Document segment:

DiRAC 2.5 Operations 2017-2020
Lead Research Organisation:
University of Cambridge
Department Name: Institute of Astronomy
Abstract
Physicists across the astronomy, nuclear and particle physics communities are focussed on understanding how the Universe works at a very fundamental level. The distance scales with which they work vary by 50 orders of magnitude from the smallest distances probed by experiments at the Large Hadron Collider, deep within the atomic nucleus, to the largest scale galaxy clusters discovered out in space. The science challenges, however, are linked through questions such as: How did the Universe begin and how is it evolving? and What are the fundamental constituents and fabric of the Universe and how do they interact?
Progress requires new astronomical observations and experimental data but also new theoretical insights. Theoretical understanding comes increasingly from large-scale computations that allow us to confront the consequences of our theories very accurately with the data or allow us to interrogate the data in detail to extract information that has impact on our theories. These computations test the fastest computers that we have and push the boundaries of technology in this sector. They also provide an excellent environment for training students in state-of-the-art techniques for code optimisation and data mining and visualisation.
The DiRAC-2.5 project builds on the success of the DiRAC HPC facility and will provide the resources needed to support cutting edge research during 2017 in all areas of science supported by STFC.
In addition to the existing DiRAC-2 services, from April 2017 DiRAC-2.5 will provide:
1) A factor 2 increase in the computational power of the DiRAC supercomputer at the University of Durham, which is designed for simulations requiring large amounts of computer memory. The enhanced system will be used to:
(i) simulate the merger of pairs of black holes which generate gravitational waves such as those recently discovered by the LIGO consortium;
(ii) perform the most realistic simulations to date of the formation and evolution of galaxies in the Universe
(iii) carry out detailed simulations of the interior of the sun and of planetary interiors.

Work to complete:
#1 From the DiRAC 2.5 abstract, reproduce the passage that begins at the words "The DiRAC-2.5 project" and ends after "supported by STFC.".
#2 According to the DiRAC 2.5 abstract, by what factor will the computational power of the DiRAC supercomputer at the University of Durham increase?
#3 Continue the DiRAC 2.5 abstract from the point where it stops.

Provided data:
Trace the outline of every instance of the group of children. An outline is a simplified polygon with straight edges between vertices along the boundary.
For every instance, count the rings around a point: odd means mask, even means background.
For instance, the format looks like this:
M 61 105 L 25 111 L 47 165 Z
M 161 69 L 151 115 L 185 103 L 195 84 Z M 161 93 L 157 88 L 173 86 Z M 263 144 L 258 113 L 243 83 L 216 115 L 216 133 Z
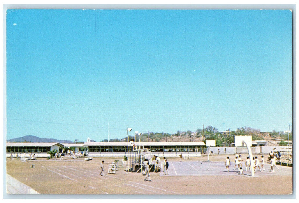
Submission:
M 168 169 L 169 166 L 169 164 L 168 163 L 167 159 L 165 157 L 163 158 L 163 160 L 161 163 L 160 158 L 156 156 L 155 156 L 154 157 L 154 160 L 156 161 L 156 163 L 155 164 L 155 171 L 156 173 L 158 173 L 159 168 L 160 168 L 160 172 L 164 172 L 164 175 L 168 175 L 169 174 L 168 173 Z M 150 162 L 147 160 L 145 160 L 144 162 L 144 170 L 142 173 L 143 175 L 145 175 L 145 178 L 144 178 L 145 181 L 152 181 L 150 179 Z M 161 171 L 161 169 L 163 167 L 163 171 Z M 147 179 L 148 178 L 149 179 Z
M 270 171 L 274 172 L 274 168 L 276 168 L 277 169 L 278 169 L 278 168 L 276 166 L 275 164 L 275 163 L 276 162 L 275 158 L 276 157 L 275 156 L 271 157 L 271 165 Z M 235 171 L 236 167 L 238 167 L 237 168 L 239 170 L 239 172 L 238 173 L 237 173 L 237 174 L 242 175 L 243 174 L 243 170 L 242 167 L 243 165 L 242 164 L 242 157 L 239 154 L 238 155 L 236 155 L 236 158 L 235 159 L 235 167 L 234 168 L 234 170 Z M 253 161 L 253 168 L 255 173 L 256 173 L 257 168 L 258 168 L 261 172 L 265 170 L 265 168 L 264 167 L 265 161 L 264 159 L 263 155 L 262 155 L 261 159 L 260 162 L 257 156 L 256 156 L 255 157 L 253 157 L 252 158 L 252 161 Z M 225 165 L 228 172 L 229 172 L 228 167 L 230 165 L 231 161 L 229 159 L 229 157 L 228 156 L 227 157 L 226 160 L 225 161 Z M 245 160 L 245 167 L 246 171 L 247 171 L 248 169 L 251 171 L 250 160 L 249 159 L 249 156 L 247 157 L 246 158 L 246 159 Z

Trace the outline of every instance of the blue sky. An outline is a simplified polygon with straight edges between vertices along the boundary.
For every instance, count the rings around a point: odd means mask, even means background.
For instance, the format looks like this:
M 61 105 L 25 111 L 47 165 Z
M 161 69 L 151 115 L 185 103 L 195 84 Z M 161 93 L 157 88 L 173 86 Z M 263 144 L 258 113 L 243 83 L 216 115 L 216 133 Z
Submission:
M 289 10 L 9 10 L 7 139 L 288 129 Z M 109 125 L 109 130 L 108 125 Z

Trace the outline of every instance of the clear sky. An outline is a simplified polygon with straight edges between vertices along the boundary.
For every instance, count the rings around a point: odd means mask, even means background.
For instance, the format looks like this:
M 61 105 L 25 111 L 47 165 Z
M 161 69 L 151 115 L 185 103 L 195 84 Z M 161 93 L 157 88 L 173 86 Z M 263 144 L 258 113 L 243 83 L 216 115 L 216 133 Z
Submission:
M 20 9 L 6 17 L 7 139 L 99 141 L 125 137 L 128 127 L 132 135 L 204 124 L 272 132 L 292 123 L 289 10 Z

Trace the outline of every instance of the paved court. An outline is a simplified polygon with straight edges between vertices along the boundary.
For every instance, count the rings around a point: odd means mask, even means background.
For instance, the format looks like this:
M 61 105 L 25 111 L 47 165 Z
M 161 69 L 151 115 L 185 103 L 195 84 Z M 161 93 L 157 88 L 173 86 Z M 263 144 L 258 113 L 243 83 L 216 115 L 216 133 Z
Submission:
M 292 191 L 292 167 L 278 165 L 279 170 L 273 173 L 269 171 L 270 164 L 267 164 L 265 167 L 268 171 L 258 170 L 255 177 L 251 178 L 249 172 L 244 172 L 248 175 L 236 174 L 234 165 L 230 166 L 228 172 L 224 161 L 180 162 L 179 159 L 170 159 L 169 175 L 164 176 L 163 173 L 151 173 L 153 181 L 150 182 L 144 181 L 144 177 L 140 173 L 126 172 L 124 167 L 115 174 L 107 173 L 109 163 L 113 161 L 113 158 L 105 160 L 107 163 L 104 176 L 100 175 L 102 158 L 89 161 L 43 160 L 24 163 L 10 161 L 7 165 L 8 173 L 24 184 L 20 184 L 22 190 L 17 191 L 16 186 L 19 185 L 7 180 L 7 192 L 31 193 L 28 189 L 23 190 L 29 188 L 45 194 L 244 194 L 246 191 L 248 194 L 268 194 L 276 191 L 275 185 L 278 184 L 286 186 L 282 194 L 289 194 Z M 35 167 L 30 168 L 33 162 Z M 244 178 L 246 181 L 242 181 Z M 228 183 L 231 185 L 228 186 Z M 218 185 L 216 187 L 215 184 Z M 238 184 L 238 188 L 232 190 L 234 184 Z M 29 187 L 24 187 L 24 185 Z M 261 190 L 261 188 L 264 189 Z
M 224 164 L 224 161 L 183 161 L 170 162 L 168 168 L 168 173 L 171 176 L 238 175 L 236 172 L 238 172 L 239 170 L 236 169 L 234 171 L 234 163 L 231 163 L 232 164 L 229 167 L 229 171 L 228 172 Z M 264 165 L 265 170 L 260 172 L 258 168 L 255 176 L 292 175 L 292 167 L 280 165 L 276 166 L 279 169 L 275 169 L 274 172 L 271 172 L 270 171 L 271 164 L 265 164 Z M 245 171 L 245 167 L 244 166 L 243 167 L 244 175 L 251 176 L 250 171 L 248 170 L 247 171 Z M 163 173 L 160 173 L 160 175 L 164 176 L 164 174 Z

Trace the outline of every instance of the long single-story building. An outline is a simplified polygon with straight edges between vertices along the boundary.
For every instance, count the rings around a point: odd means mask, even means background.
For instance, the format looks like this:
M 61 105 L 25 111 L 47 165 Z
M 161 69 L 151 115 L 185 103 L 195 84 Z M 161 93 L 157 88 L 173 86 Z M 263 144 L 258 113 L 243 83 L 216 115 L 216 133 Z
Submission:
M 64 146 L 58 142 L 7 142 L 7 156 L 12 154 L 15 157 L 17 154 L 19 155 L 25 152 L 27 157 L 29 157 L 31 153 L 35 154 L 36 157 L 47 157 L 49 152 L 58 150 Z
M 190 156 L 202 155 L 205 147 L 203 142 L 136 142 L 137 146 L 143 146 L 153 154 L 168 156 L 176 156 L 182 153 Z M 129 144 L 129 145 L 130 146 Z M 35 153 L 37 157 L 47 157 L 48 152 L 60 147 L 73 147 L 75 151 L 87 151 L 89 156 L 121 157 L 127 154 L 127 142 L 86 142 L 82 144 L 58 143 L 10 143 L 6 144 L 7 156 L 10 154 L 15 156 L 17 153 Z M 179 153 L 179 155 L 177 154 Z

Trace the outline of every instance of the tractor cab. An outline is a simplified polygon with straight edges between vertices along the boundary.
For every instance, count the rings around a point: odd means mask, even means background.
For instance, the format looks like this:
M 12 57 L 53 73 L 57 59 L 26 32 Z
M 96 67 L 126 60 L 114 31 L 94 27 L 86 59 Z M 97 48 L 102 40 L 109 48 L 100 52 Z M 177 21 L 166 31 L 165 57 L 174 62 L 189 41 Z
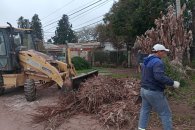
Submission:
M 4 73 L 20 71 L 18 53 L 21 50 L 36 50 L 31 29 L 0 26 L 0 70 Z

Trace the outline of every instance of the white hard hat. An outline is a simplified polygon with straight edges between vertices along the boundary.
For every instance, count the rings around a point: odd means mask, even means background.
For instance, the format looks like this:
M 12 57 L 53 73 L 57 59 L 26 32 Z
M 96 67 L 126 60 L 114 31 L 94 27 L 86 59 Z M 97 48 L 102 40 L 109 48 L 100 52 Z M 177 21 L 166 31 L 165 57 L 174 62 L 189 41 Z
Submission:
M 161 44 L 155 44 L 152 51 L 169 51 L 169 49 L 165 48 L 165 46 Z

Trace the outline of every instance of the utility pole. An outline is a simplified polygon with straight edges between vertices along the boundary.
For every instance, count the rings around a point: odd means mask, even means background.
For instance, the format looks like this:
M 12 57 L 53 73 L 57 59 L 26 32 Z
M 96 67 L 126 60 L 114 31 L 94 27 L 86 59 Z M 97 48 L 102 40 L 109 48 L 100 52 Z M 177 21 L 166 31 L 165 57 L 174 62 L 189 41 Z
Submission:
M 180 0 L 176 0 L 176 16 L 177 16 L 177 18 L 180 15 L 180 11 L 181 11 L 181 3 L 180 3 Z

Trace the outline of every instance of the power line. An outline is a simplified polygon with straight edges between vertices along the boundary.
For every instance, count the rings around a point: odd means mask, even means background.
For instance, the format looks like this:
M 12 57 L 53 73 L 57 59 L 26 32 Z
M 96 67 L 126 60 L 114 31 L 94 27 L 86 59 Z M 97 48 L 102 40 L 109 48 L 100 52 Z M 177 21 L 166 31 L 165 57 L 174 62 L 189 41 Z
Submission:
M 100 4 L 98 4 L 98 5 L 96 5 L 95 7 L 98 7 L 98 6 L 101 7 L 102 5 L 105 5 L 105 4 L 108 3 L 108 2 L 109 2 L 109 0 L 108 0 L 108 1 L 106 0 L 106 1 L 104 1 L 104 2 L 102 2 L 102 3 L 100 3 Z M 92 9 L 95 9 L 95 7 L 90 8 L 90 9 L 86 10 L 85 12 L 80 13 L 79 15 L 84 14 L 84 13 L 86 13 L 86 12 L 92 10 Z M 76 15 L 75 17 L 70 18 L 70 19 L 74 19 L 74 18 L 78 17 L 79 15 Z M 102 16 L 103 16 L 103 15 L 102 15 Z M 101 17 L 101 16 L 99 16 L 99 17 Z M 99 17 L 98 17 L 98 18 L 99 18 Z M 94 20 L 94 19 L 92 19 L 92 20 Z M 89 21 L 92 21 L 92 20 L 89 20 Z M 89 21 L 87 21 L 87 22 L 89 22 Z M 86 23 L 86 22 L 85 22 L 85 23 Z M 84 23 L 83 23 L 83 24 L 84 24 Z M 80 25 L 81 25 L 81 24 L 80 24 Z M 78 25 L 78 26 L 80 26 L 80 25 Z M 53 27 L 47 29 L 46 31 L 49 31 L 49 30 L 51 30 L 51 29 L 53 29 L 53 28 L 55 28 L 55 27 L 57 27 L 57 26 L 55 25 L 55 26 L 53 26 Z
M 67 4 L 63 5 L 61 8 L 56 9 L 55 11 L 53 11 L 52 13 L 50 13 L 49 15 L 45 16 L 44 18 L 42 18 L 42 20 L 48 18 L 49 16 L 51 16 L 52 14 L 56 13 L 57 11 L 63 9 L 64 7 L 68 6 L 69 4 L 71 4 L 72 2 L 74 2 L 75 0 L 71 0 L 70 2 L 68 2 Z
M 73 12 L 72 14 L 70 14 L 70 15 L 68 15 L 68 16 L 72 16 L 72 15 L 74 15 L 74 14 L 76 14 L 76 13 L 82 11 L 82 10 L 85 10 L 85 9 L 89 8 L 90 6 L 93 6 L 94 4 L 97 4 L 97 3 L 101 2 L 101 1 L 102 1 L 102 0 L 98 0 L 98 1 L 96 1 L 96 2 L 94 2 L 94 3 L 92 3 L 92 4 L 90 4 L 90 5 L 88 5 L 88 6 L 84 7 L 84 8 L 82 8 L 82 9 L 76 11 L 76 12 Z M 52 25 L 52 24 L 54 24 L 54 23 L 56 23 L 56 22 L 58 22 L 58 21 L 59 21 L 59 20 L 56 20 L 56 21 L 54 21 L 54 22 L 52 22 L 52 23 L 49 23 L 49 24 L 43 26 L 43 28 L 45 28 L 45 27 L 47 27 L 47 26 L 50 26 L 50 25 Z
M 103 6 L 103 5 L 105 5 L 106 3 L 108 3 L 109 2 L 109 0 L 106 0 L 106 1 L 104 1 L 104 2 L 102 2 L 102 3 L 100 3 L 100 4 L 98 4 L 98 5 L 96 5 L 95 7 L 93 7 L 93 8 L 90 8 L 90 9 L 88 9 L 88 10 L 86 10 L 86 11 L 84 11 L 84 12 L 82 12 L 82 13 L 80 13 L 80 14 L 78 14 L 78 15 L 76 15 L 76 16 L 74 16 L 73 18 L 70 18 L 70 20 L 71 19 L 74 19 L 74 18 L 76 18 L 76 17 L 78 17 L 78 16 L 81 16 L 82 14 L 85 14 L 86 12 L 89 12 L 89 11 L 91 11 L 91 10 L 94 10 L 96 7 L 98 7 L 98 6 Z
M 91 1 L 91 2 L 88 2 L 88 3 L 85 4 L 85 5 L 88 5 L 88 4 L 90 4 L 90 3 L 92 3 L 92 1 Z M 71 13 L 71 12 L 74 12 L 74 11 L 80 9 L 81 7 L 83 8 L 83 6 L 80 6 L 80 7 L 76 8 L 76 9 L 74 9 L 74 10 L 72 10 L 72 11 L 69 11 L 67 14 L 69 14 L 69 13 Z M 84 6 L 84 7 L 85 7 L 85 6 Z M 55 20 L 58 19 L 59 17 L 61 17 L 61 16 L 58 16 L 58 17 L 56 17 L 56 18 L 54 18 L 54 19 L 52 19 L 52 20 L 49 20 L 49 21 L 47 21 L 47 22 L 45 22 L 45 23 L 50 23 L 50 22 L 52 22 L 52 21 L 55 21 Z
M 84 22 L 84 23 L 81 23 L 81 24 L 79 24 L 78 26 L 76 26 L 76 28 L 77 28 L 77 27 L 79 27 L 79 26 L 81 26 L 81 25 L 83 25 L 83 24 L 85 24 L 85 23 L 88 23 L 88 22 L 91 22 L 91 21 L 93 21 L 93 20 L 95 20 L 95 19 L 97 19 L 97 18 L 100 18 L 100 17 L 102 17 L 102 16 L 104 16 L 104 15 L 101 15 L 101 16 L 98 16 L 98 17 L 95 17 L 95 18 L 90 19 L 90 20 L 88 20 L 88 21 L 86 21 L 86 22 Z
M 80 29 L 82 29 L 82 28 L 89 27 L 89 26 L 94 25 L 94 24 L 96 24 L 96 23 L 99 23 L 99 22 L 101 22 L 101 21 L 103 21 L 103 20 L 99 20 L 99 21 L 96 21 L 96 22 L 94 22 L 94 23 L 91 23 L 91 24 L 88 24 L 88 25 L 86 25 L 86 26 L 83 26 L 83 27 L 80 27 L 80 28 L 76 28 L 76 29 L 73 29 L 73 30 L 74 30 L 74 31 L 80 30 Z

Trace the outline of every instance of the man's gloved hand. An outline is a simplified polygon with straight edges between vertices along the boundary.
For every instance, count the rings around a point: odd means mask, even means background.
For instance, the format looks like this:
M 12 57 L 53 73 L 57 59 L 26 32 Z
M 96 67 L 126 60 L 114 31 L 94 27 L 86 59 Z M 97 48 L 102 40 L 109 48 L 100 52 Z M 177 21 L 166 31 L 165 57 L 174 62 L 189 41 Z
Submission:
M 178 81 L 174 81 L 173 87 L 174 88 L 179 88 L 179 86 L 180 86 L 180 83 Z

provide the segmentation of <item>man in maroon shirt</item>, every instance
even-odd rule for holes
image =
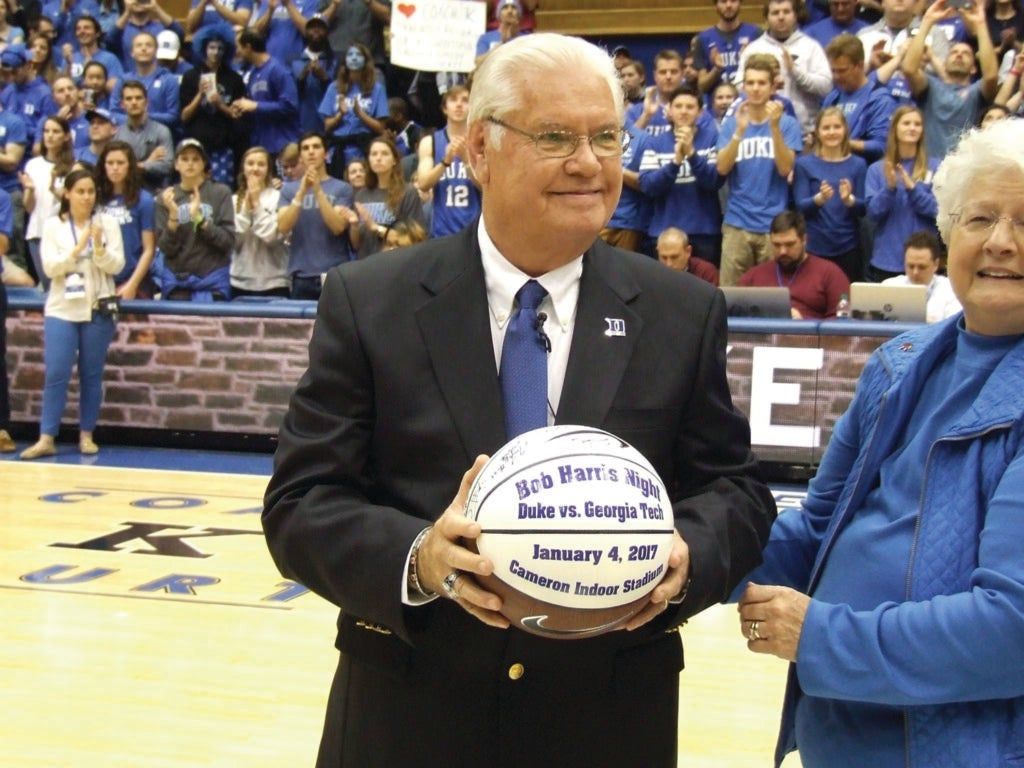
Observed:
[[[718,285],[718,269],[710,261],[692,255],[690,239],[682,229],[669,226],[657,236],[657,260],[672,269],[689,272],[713,286]]]
[[[835,317],[840,296],[850,293],[850,281],[830,261],[807,253],[804,217],[782,211],[772,219],[768,239],[772,260],[749,269],[739,285],[788,288],[794,319]]]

Written answers:
#1
The DiRAC-2.5 project builds on the success of the DiRAC HPC facility and will provide the resources needed to support cutting edge research during 2017 in all areas of science supported by STFC.

#2 By a factor of 2.

#3
2) A new High Performance Computer at Cambridge whose particular architecture is well suited to the theoretical problems that we want to tackle that utilise large amounts of data, either as input or being generated at intermediate stages of our calculations. Two key challenges that we will tackle are those of:
(i) improving our understanding of the Milky Way through analysis of new data from the European
Space Agency's GAIA satellite and
(ii) improving the potential of experiments at CERN's Large Hadron Collider for discovery
of new physics by increasing the accuracy of theoretical predictions for rare processes involving the
fundamental constituents of matter known as quarks.
3) An additional 3500 compute cores on the DiRAC Complexity supercomputer at Leicester which will make it possible to
carry out simulations of some of the most complex physical situation in the Universe. These include:
(i) the formation of stars in clusters - for the first time it will be possible to follow the formation of stars many times more massive than the sun;
(ii) the accretion of gas onto supermassive black holes, the most efficient means of extracting energy from matter and the engine
which drives galaxy formation and evolution.
4) A team of three research software engineers who will help DiRAC researchers to ensure their scientific codes to extract
the best possible performance from the hardware components of the DiRAC clusters. These highly skilled programmers will
increase the effective computational power of the DiRAC facility during 2017.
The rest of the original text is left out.